Bautenausschuss sieht leistbares Wohnen als zentrales Anliegen
Wien (pk) – Er habe den Ehrgeiz, bei der geplanten Mietrechtsreform einen größeren Wurf zu schaffen,
unterstrich Justizminister Wolfgang Brandstetter am 08.05. im Rahmen einer Aktuellen Aussprache im Bautenausschuss
. Zu diesem komplexen und gesellschaftspolitisch wichtigen Thema sei bereits im Vorjahr eine Arbeitsgruppe unter
Einbeziehung aller Interessensvertretungen eingerichtet worden, die Vorschläge erarbeiten soll, welche auch
konsensfähig seien, rief er in Erinnerung. Ergebnisse liegen derzeit noch nicht vor, sagte der Minister, zumal
die Materie äußerst komplex sei. Er könne daher auch keine konkreten Aussagen über Details
machen, um dem Diskussionsprozess nicht vorzugreifen. Stellungnahmen seinerseits machten erst Sinn, wenn ein Gesamtpaket
vorliegt.
Grundsätzlich strebt der Minister ein einheitliches, einfaches und transparentes Mietrecht an, wie er zusammenfassend
betonte. Brandstetter rechnet mit einem Abschluss der Arbeiten in der Expertengruppe nicht vor dem Frühherbst.
Er sagte den Ausschussmitgliedern zu, nach Vorlage der Vorschläge die BautensprecherInnen der einzelnen Fraktionen
zu einem Round-Table-Gespräch einzuladen und dann mit der legistischen Umsetzung der Vorschläge zu beginnen.
Die Mühen der kompetenzrechtlichen Ebene
Ein wichtiges Anliegen sei ihm dabei, Wohnen leistbar zu machen, zeigte sich der Minister eines Sinnes mit Ausschussvorsitzender
Ruth Becher (S) sowie mit allen anwesenden Abgeordneten. Dieses Leitprinzip müsse auf allen Ebenen umgesetzt
werden, sagte Brandstetter, auch wenn es nicht einfach sei, sowohl den Erfordernissen des Marktes als auch dem
Grundbedürfnis der Menschen nach leistbarem Wohnraum zu entsprechen.
Eine umfassende Reform sei auch deshalb äußerst schwierig und komplex, weil die Frage nicht nur das
Mietrecht betreffe, sondern etwa auch das Wohnungseigentumsgesetz und das Wohnungsgemeinnützigkeitsgesetz.

◆ ◆ ◆ ◆

» **Zu erledigende Aufgaben**
A. Ab wann rechnet der Justizminister laut dem Text zur Mietrechtsreform frühestens mit dem Abschluss der Arbeiten in der Expertengruppe?
B. Setze den Text über die Mietrechtsreform nach seinem letzten Satz fort.

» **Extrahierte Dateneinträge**
◆ ◆ ◆ ◆

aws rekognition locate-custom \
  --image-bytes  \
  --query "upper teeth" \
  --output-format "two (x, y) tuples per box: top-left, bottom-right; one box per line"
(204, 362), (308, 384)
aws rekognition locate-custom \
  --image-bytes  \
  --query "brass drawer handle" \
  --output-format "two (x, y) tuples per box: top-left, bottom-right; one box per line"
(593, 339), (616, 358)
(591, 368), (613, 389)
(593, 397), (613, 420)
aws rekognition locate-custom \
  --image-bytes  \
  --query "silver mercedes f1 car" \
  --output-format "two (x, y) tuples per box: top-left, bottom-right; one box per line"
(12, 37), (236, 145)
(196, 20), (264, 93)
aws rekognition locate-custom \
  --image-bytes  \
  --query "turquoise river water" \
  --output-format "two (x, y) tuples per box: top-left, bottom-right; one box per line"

◆ ◆ ◆ ◆

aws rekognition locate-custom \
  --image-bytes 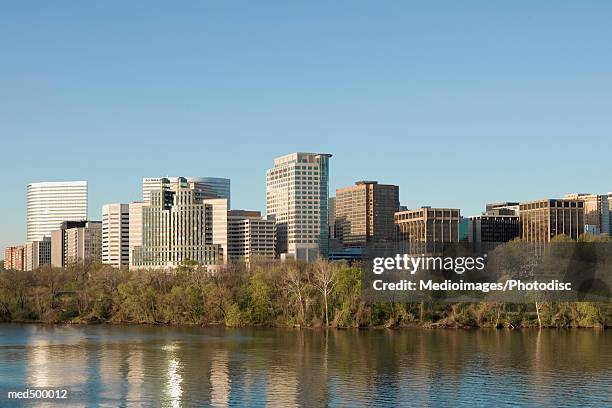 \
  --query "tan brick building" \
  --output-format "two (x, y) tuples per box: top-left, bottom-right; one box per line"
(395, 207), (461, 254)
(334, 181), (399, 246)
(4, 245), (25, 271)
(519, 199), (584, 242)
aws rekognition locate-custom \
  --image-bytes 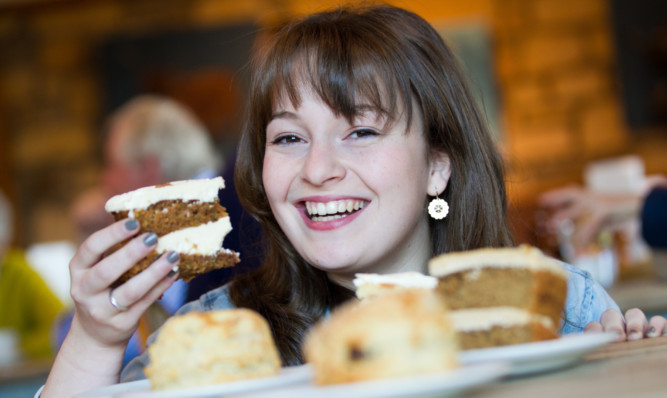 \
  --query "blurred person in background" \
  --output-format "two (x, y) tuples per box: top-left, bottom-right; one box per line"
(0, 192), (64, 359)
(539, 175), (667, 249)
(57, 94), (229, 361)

◆ ◆ ◆ ◆

» **Antworten je Aufgabe**
A. Nicht vor dem Frühherbst.

B.
Darüber hinaus liege eine uneinheitliche Judikatur vor, die gesetzliche Klarstellungen notwendig mache. Für
eine weitreichende Neugestaltung sei ferner aufgrund der Kompetenzlage eine enge Zusammenarbeit mit dem Wirtschaftsminister
erforderlich und auch die Bundesländer müssten ins Boot geholt werden. Brandstetter nannte in diesem
Zusammenhang beispielsweise die Wohnbauförderung und das Baurecht. Er könne daher auch nicht in der Frage
der Zweckbindung von Wohnbaufördermittel aktiv werden, weil dies Sache der Länder sei, hielt er gegenüber
zahlreichen Forderungen nach Wiedereinführung der Zweckbindung fest. Er bedauerte auch, dass die Subjektförderung
im Wohnbau seitens der Länder nachgelassen habe und versicherte, dass er alles dazu beitragen werde, um jungen
Menschen und Familien den Zugang zu erschwinglichen Wohnungen zu ermöglichen.
Aus seinen Aussagen war demnach eine leise Kritik vor allem hinsichtlich der Kompetenzverteilung zwischen Bund
und Ländern zu hören, wobei Brandstetter das Wort "Kompetenzdschungel" verwendete und meinte,
der Österreich-Konvent habe zu dieser Frage wertvolle Ideen geliefert, die man diskutieren sollte.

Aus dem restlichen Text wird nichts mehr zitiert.